▶ [EXERCISE DETAILS] Write out, word for word, the lines below from the one containing "Would you mind pointing out the grass" through the one containing "Would you mind pointing out the white sneaker", both included.

(Position identification records)
>> start
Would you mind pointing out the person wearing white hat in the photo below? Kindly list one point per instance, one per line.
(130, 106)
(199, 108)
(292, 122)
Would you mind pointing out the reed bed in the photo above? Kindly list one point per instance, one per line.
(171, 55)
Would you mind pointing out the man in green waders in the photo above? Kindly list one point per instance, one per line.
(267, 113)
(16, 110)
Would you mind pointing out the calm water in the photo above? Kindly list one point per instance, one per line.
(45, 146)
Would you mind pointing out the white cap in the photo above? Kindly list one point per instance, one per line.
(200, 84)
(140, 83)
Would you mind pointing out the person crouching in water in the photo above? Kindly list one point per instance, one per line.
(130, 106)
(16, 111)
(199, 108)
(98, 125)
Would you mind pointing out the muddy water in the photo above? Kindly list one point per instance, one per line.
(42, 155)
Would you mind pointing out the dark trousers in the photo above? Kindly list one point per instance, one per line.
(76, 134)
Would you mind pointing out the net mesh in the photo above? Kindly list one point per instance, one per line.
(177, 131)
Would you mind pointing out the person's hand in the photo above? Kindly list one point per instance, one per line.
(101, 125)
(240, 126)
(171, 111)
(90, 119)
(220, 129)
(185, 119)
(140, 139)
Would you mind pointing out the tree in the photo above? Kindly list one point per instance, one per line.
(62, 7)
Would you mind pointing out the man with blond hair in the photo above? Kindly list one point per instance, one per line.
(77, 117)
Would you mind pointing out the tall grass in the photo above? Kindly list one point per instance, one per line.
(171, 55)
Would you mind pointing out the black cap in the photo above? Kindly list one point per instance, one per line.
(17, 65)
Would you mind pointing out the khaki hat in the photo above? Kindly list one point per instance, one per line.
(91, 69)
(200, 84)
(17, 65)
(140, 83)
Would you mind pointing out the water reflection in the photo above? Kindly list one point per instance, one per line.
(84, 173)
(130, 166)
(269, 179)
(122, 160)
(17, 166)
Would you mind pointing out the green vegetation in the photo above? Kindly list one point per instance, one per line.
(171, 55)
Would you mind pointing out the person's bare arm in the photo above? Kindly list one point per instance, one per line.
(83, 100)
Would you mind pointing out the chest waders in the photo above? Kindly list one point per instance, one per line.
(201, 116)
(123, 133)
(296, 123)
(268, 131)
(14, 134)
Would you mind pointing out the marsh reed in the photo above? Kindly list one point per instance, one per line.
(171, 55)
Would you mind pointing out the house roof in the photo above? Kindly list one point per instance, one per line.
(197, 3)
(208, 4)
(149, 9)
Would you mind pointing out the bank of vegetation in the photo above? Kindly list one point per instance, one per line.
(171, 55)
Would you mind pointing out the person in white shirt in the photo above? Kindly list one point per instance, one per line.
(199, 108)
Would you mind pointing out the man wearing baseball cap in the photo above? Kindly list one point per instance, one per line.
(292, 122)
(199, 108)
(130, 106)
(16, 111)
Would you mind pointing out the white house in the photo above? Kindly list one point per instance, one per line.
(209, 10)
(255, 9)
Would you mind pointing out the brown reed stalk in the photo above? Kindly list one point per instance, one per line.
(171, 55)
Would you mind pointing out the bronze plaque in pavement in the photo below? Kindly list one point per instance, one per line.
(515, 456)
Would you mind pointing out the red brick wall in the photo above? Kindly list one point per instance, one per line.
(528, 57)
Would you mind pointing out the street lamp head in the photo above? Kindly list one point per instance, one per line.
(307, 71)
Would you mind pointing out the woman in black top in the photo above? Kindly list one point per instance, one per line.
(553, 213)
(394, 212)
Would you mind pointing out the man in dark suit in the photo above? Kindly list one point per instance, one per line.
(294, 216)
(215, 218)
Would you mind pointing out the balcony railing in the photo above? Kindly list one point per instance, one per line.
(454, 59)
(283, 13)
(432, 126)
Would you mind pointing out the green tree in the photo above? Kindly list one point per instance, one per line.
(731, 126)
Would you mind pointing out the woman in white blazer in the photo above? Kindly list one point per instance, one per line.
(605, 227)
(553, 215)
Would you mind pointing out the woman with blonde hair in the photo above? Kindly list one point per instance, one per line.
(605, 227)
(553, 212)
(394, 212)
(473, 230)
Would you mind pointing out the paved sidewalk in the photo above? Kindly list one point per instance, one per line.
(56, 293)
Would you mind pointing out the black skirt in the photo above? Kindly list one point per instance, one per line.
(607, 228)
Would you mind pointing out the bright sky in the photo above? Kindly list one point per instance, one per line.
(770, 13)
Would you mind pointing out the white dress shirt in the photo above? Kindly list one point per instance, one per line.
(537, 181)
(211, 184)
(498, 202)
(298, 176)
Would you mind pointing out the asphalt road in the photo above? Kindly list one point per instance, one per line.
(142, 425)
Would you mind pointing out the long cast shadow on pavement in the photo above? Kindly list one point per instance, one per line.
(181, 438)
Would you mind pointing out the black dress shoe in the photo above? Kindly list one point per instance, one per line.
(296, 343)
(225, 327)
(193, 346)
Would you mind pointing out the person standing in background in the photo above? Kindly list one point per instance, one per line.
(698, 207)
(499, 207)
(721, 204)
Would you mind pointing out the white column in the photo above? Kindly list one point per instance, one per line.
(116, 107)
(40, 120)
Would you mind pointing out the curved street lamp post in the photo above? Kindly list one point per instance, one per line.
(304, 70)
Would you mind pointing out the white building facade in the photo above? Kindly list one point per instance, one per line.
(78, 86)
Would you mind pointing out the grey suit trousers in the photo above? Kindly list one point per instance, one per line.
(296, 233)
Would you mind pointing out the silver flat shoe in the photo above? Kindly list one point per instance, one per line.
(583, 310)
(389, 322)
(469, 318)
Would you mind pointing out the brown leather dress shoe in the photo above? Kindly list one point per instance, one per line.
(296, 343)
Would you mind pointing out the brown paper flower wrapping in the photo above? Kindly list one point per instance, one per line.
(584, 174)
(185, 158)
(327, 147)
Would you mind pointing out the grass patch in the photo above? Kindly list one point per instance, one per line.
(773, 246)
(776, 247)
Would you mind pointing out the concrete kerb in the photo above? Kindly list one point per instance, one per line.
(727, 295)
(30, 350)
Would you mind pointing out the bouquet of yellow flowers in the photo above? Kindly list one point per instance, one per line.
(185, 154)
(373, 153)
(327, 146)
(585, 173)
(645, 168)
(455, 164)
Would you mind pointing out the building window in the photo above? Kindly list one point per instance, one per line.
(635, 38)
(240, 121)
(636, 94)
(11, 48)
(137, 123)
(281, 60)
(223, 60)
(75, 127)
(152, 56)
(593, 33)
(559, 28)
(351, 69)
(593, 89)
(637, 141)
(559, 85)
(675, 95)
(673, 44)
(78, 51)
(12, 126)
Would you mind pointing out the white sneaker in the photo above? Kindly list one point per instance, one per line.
>> end
>> start
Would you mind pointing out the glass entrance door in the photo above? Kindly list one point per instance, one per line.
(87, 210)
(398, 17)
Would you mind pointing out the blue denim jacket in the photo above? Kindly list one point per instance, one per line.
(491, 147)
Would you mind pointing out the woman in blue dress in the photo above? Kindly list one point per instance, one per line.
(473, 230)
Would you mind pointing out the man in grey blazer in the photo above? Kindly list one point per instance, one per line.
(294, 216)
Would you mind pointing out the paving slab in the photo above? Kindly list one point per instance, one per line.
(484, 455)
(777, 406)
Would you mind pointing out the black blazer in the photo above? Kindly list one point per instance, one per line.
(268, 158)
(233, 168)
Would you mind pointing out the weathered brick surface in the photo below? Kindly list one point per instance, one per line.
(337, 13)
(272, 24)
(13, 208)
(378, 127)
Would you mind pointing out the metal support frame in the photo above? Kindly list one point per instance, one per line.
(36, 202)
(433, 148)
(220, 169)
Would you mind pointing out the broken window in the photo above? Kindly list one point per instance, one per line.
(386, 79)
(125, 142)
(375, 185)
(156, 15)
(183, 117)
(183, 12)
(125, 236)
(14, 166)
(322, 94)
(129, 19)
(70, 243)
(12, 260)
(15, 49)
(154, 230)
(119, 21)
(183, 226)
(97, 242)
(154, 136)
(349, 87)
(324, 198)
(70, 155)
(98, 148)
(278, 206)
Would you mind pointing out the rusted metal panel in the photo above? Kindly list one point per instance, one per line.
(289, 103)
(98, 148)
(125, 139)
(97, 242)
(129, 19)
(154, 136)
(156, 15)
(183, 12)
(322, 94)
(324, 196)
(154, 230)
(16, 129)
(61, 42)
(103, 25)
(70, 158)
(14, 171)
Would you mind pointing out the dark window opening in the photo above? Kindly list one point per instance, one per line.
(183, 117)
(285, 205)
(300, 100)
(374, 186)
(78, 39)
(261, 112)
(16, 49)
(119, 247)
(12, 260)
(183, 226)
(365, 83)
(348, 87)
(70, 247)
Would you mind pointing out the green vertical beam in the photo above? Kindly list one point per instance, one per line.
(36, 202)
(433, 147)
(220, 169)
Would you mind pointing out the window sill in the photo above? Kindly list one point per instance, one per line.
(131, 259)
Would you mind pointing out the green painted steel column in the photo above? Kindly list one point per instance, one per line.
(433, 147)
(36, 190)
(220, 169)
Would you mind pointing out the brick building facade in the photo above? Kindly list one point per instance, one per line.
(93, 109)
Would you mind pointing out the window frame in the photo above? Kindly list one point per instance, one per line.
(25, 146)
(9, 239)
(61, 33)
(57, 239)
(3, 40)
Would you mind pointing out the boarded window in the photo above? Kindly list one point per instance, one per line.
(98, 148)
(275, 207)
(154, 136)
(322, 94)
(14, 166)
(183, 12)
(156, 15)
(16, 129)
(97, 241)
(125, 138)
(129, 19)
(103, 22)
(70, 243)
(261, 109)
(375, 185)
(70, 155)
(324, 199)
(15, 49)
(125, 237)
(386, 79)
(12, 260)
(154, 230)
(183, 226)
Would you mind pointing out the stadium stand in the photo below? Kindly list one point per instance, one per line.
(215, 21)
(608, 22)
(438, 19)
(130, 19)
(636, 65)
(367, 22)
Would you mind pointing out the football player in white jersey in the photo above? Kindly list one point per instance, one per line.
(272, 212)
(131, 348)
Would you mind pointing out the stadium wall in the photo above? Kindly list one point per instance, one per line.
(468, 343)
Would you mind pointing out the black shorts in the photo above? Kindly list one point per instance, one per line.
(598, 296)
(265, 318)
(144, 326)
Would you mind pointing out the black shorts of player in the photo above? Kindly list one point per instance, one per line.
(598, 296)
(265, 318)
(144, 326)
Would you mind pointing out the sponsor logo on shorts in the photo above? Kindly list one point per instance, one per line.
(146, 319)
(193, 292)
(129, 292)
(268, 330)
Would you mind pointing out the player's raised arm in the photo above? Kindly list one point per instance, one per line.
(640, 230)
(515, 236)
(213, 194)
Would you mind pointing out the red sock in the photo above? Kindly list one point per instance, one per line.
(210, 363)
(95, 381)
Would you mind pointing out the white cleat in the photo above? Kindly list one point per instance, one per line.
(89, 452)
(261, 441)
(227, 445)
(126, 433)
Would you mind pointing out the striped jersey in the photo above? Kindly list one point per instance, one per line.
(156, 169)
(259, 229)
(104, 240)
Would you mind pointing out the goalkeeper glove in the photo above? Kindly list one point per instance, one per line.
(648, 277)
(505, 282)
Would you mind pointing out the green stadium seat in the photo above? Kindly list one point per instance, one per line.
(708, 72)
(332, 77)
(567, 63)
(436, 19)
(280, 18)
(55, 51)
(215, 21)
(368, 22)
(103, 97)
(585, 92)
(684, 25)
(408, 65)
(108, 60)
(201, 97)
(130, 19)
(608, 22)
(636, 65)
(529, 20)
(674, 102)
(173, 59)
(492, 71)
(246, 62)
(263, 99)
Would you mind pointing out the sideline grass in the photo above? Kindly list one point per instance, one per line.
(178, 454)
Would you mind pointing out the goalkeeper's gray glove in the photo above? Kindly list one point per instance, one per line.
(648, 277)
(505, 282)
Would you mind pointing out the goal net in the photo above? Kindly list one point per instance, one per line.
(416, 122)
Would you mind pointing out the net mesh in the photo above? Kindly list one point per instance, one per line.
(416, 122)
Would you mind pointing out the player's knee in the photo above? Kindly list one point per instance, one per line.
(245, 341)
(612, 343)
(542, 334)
>> end
▶ [ANSWER TO THIS TASK]
Would you mind pointing out the grass patch in the photo above? Kindly list one point per instance, one per line.
(773, 246)
(776, 247)
Would you mind pointing out the concrete kerb in the photo above? Kindly list one point per instance, one per line.
(727, 295)
(30, 350)
Would you mind pointing out the bouquet of yellow flowers in the photo above? Kindly list one point per instance, one per line.
(185, 154)
(373, 153)
(327, 146)
(585, 173)
(645, 168)
(455, 164)
Would you mind pointing out the building window in the photo above? Kindly list one point per instance, one per line.
(635, 38)
(240, 121)
(636, 94)
(11, 48)
(137, 123)
(281, 60)
(223, 60)
(75, 127)
(152, 56)
(593, 33)
(559, 28)
(351, 69)
(593, 89)
(637, 141)
(559, 85)
(675, 95)
(673, 44)
(78, 51)
(12, 126)
Would you mind pointing out the white sneaker in the photo above? Kindly list one point per instance, one per line.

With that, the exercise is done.